### EXERCICE
Dans le texte sur le budget du Québec, quel est le titre de Robert Laplante à l’IRÉC ?

### TEXTE CHOISI
Le ministre des Finances du gouvernement du Québec avait laissé entendre qu’il déposerait un budget costaud, il déçoit. Ce budget reste dominé par une perspective étroite : le retour à l’équilibre budgétaire pour 2013-2014, peu importe ce qu’il adviendra d’une croissance économique qui, le gouvernement le reconnaît lui-même, donne déjà des signes de faiblesse.
« Le ministre aborde l’avenir en mode défensif, comme si la réduction de la dette était le seul moyen d’imaginer l’avenir. Le Québec a pourtant les moyens de bouger. C’est désolant de constater que rien n’est prévu pour relever les grands défis de l’économie québécoise. On se réjouit de la volonté du gouvernement d’intervenir dans l’industrie, mais on se désole de constater que les mesures s’additionnent sans plan d’ensemble », a déclaré l’économiste et directeur général de l’IRÉC, Robert Laplante
« Nous réclamons une politique industrielle globale et cohérente, en particulier en faveur des transports collectifs électrifiés. Or, rien de vraiment substantiel en matière de transport collectif. C’est notre métropole qui va beaucoup souffrir et l’on se demande comment on peut oser parler d’avenir sans se donner les moyens d’un essor véritable », a fait remarquer le directeur général de l’IRÉC.

### DONNÉES ENREGISTRÉES
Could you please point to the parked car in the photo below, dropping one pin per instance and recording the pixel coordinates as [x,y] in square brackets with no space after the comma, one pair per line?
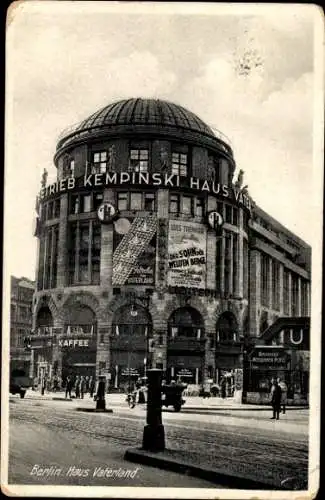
[19,382]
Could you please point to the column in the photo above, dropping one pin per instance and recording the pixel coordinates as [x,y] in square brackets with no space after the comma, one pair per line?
[63,243]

### RÉPONSE
Il est directeur général de l’IRÉC.